◆ What is required ◆
Please copy the data below, beginning at the line that has "Practice. Find the round" and ending after the line that has "(509, 1023)". Multiply each answer coordinate by 1.3 and round to a whole number, with halves rounding up, and leave every other line unchanged.

── Record set

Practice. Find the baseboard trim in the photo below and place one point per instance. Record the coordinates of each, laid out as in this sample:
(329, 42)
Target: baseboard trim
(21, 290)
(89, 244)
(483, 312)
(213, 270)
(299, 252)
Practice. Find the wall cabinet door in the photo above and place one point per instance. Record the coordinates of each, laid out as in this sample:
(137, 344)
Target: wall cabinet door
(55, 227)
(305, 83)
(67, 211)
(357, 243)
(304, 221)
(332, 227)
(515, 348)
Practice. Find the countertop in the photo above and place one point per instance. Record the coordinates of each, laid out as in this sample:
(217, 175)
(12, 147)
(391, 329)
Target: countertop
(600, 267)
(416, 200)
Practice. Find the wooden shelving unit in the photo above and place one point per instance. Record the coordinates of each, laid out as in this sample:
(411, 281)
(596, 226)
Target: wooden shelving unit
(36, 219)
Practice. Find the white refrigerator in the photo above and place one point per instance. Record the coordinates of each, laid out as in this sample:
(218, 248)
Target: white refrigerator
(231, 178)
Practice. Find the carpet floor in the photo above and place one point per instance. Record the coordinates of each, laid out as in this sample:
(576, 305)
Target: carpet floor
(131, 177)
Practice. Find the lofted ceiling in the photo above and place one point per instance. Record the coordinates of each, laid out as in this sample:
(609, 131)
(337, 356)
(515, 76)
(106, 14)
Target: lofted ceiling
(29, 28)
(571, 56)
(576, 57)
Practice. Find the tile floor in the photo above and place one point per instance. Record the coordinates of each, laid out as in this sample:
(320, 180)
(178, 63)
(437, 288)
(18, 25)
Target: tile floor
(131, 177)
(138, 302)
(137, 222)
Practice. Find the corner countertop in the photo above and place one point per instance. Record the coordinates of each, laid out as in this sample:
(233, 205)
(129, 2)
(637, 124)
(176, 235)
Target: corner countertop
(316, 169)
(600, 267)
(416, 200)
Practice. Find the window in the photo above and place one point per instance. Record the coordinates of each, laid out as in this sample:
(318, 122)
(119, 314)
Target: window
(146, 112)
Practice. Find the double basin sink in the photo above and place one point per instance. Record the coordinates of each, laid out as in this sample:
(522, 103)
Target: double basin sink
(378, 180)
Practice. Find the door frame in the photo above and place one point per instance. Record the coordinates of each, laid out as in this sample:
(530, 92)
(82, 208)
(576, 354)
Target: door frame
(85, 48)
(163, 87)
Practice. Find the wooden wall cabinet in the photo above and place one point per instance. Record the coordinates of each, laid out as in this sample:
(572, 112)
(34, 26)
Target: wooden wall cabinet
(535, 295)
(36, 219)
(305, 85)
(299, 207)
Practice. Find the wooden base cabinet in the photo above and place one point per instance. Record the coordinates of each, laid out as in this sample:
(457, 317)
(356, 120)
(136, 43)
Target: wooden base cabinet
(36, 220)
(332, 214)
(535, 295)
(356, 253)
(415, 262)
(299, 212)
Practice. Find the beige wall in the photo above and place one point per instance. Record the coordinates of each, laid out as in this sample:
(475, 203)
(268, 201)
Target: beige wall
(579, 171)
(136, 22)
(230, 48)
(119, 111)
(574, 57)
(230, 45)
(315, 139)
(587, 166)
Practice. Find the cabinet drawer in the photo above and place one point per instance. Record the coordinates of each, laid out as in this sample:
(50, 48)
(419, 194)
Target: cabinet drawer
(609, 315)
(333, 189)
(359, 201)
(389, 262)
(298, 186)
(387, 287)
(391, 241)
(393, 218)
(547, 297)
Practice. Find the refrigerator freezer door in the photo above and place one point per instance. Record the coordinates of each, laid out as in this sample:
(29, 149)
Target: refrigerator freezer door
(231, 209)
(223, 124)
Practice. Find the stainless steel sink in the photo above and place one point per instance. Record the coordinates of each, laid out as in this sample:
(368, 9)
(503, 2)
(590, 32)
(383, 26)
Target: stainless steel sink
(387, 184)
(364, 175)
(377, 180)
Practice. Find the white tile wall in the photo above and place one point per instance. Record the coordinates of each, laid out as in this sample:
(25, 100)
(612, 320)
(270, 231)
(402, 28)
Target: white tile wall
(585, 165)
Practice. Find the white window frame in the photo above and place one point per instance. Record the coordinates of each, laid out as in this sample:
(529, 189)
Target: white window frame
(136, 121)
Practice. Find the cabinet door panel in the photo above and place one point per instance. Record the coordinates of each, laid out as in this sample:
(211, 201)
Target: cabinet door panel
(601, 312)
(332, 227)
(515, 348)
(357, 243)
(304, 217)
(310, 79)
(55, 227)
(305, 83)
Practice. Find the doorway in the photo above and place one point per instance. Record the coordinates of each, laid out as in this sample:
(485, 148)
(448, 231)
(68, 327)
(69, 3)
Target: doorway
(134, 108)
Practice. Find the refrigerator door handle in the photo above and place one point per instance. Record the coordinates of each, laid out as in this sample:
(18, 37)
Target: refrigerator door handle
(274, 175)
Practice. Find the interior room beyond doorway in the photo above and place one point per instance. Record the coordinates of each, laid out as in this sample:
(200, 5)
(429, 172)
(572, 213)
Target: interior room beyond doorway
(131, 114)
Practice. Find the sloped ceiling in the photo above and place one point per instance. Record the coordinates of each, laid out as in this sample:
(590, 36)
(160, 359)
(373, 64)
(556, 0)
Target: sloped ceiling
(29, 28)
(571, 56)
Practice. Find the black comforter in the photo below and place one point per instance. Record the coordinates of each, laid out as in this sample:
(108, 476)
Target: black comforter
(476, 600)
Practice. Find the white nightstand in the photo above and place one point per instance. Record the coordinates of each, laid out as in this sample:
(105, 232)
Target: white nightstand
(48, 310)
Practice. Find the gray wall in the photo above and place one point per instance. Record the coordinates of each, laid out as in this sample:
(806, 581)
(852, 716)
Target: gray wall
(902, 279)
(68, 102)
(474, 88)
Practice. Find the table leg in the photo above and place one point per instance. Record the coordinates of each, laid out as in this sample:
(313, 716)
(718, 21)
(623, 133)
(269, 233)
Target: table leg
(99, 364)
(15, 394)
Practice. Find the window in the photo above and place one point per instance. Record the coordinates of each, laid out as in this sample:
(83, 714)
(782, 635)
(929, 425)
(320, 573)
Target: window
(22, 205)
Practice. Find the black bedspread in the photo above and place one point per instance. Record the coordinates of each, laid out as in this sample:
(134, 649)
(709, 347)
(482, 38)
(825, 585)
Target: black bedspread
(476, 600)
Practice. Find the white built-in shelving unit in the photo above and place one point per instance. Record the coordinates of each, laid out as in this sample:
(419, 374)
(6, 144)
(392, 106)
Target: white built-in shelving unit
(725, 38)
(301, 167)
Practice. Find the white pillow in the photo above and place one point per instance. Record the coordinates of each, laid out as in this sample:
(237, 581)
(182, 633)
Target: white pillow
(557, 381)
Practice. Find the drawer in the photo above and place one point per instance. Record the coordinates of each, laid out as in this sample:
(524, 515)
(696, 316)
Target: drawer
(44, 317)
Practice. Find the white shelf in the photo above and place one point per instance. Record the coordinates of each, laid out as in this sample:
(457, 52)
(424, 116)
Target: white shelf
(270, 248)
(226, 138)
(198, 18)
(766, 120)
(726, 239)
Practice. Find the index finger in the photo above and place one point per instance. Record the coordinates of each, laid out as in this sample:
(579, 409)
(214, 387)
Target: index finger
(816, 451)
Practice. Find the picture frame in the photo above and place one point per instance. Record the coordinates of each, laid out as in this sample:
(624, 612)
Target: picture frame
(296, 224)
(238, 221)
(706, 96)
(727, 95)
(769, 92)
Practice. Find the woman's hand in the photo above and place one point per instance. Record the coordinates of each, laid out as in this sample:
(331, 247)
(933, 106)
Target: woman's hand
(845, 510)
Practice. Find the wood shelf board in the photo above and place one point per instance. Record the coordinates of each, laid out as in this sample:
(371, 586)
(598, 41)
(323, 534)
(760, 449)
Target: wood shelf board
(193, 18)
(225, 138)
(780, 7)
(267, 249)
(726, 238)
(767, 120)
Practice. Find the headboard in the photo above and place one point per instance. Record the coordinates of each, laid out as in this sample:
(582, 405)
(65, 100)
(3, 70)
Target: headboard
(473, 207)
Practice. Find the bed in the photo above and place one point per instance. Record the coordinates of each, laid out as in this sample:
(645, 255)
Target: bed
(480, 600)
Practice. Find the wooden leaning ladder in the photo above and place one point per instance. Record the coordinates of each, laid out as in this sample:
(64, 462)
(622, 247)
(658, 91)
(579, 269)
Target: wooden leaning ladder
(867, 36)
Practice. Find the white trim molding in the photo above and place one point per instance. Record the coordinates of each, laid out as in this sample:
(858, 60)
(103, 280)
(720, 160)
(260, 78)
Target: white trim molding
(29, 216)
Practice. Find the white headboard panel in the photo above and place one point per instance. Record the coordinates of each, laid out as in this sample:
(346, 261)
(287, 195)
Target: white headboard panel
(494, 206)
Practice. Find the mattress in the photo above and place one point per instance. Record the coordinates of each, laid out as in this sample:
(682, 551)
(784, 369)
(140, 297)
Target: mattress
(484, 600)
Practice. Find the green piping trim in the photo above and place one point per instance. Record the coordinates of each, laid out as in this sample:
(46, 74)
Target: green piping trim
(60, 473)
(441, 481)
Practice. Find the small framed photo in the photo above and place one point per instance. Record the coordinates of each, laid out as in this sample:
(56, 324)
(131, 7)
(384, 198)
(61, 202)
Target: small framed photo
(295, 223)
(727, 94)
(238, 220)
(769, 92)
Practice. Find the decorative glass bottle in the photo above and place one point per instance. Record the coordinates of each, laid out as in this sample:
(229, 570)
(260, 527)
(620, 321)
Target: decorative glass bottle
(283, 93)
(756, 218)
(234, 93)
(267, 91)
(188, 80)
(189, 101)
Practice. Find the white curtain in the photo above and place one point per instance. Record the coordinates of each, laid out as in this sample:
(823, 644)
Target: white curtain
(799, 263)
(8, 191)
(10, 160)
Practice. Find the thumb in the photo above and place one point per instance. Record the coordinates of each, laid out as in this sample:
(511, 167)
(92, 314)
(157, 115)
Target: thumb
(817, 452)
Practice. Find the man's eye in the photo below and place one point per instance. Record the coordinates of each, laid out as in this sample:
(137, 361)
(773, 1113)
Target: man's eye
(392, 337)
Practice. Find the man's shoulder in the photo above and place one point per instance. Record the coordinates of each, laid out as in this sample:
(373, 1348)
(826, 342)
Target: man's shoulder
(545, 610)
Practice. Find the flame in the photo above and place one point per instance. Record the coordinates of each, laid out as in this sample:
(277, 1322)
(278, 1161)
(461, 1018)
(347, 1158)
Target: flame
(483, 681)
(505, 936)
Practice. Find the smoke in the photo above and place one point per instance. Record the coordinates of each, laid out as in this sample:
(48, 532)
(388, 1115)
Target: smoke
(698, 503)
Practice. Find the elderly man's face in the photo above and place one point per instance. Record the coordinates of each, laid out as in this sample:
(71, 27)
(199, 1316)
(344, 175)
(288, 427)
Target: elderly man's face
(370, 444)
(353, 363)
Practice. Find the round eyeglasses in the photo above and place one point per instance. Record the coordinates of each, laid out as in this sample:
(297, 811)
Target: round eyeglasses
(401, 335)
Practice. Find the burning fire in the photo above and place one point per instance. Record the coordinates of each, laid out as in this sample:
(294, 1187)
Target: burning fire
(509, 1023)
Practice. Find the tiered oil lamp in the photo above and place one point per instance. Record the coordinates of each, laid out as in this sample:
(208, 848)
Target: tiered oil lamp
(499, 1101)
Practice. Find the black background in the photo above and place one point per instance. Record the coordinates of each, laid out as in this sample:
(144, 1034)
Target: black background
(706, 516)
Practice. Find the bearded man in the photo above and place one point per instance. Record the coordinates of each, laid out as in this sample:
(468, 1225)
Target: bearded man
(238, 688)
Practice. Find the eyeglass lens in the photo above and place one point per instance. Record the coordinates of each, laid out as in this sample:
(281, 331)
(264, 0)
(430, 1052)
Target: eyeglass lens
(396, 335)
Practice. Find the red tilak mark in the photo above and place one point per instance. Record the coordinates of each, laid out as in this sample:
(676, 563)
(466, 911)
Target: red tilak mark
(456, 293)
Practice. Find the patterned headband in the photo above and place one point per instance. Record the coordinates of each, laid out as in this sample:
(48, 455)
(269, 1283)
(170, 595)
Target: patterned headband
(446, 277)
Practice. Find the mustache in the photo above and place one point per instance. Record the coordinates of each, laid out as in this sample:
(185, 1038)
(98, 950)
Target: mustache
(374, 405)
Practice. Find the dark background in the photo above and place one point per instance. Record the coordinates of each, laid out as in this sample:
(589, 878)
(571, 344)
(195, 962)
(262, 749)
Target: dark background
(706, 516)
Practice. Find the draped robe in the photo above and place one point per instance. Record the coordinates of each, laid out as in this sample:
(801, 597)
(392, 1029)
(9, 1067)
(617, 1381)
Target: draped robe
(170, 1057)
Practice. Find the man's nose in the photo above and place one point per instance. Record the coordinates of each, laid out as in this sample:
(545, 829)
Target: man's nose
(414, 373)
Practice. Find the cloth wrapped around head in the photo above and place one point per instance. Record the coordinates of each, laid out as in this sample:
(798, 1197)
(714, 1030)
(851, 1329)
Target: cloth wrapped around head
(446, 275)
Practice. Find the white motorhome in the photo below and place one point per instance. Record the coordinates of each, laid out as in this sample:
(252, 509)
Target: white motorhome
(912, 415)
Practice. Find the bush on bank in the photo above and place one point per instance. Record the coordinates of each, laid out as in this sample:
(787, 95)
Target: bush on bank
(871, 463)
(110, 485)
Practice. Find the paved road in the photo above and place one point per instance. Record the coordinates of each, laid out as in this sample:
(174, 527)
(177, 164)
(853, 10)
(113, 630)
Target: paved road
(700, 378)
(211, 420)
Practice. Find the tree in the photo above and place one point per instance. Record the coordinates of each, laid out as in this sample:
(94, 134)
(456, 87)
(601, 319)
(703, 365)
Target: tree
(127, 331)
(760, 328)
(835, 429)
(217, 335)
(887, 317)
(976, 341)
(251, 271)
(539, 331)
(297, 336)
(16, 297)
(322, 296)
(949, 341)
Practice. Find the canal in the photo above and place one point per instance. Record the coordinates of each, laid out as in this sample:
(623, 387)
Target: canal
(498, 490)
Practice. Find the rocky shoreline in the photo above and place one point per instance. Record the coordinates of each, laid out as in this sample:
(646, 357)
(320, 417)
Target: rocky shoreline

────

◆ Full response ◆
Practice. Find the round eyeglasses in the photo above and place one point per instance. Record the coordinates of each, laid out as in this sample:
(297, 811)
Target: round eyeglasses
(521, 436)
Practice. Find the burning fire in the photo above and place one point per instance. Record the coordinates of each, laid out as in this sample:
(294, 1187)
Target: burning fire
(662, 1330)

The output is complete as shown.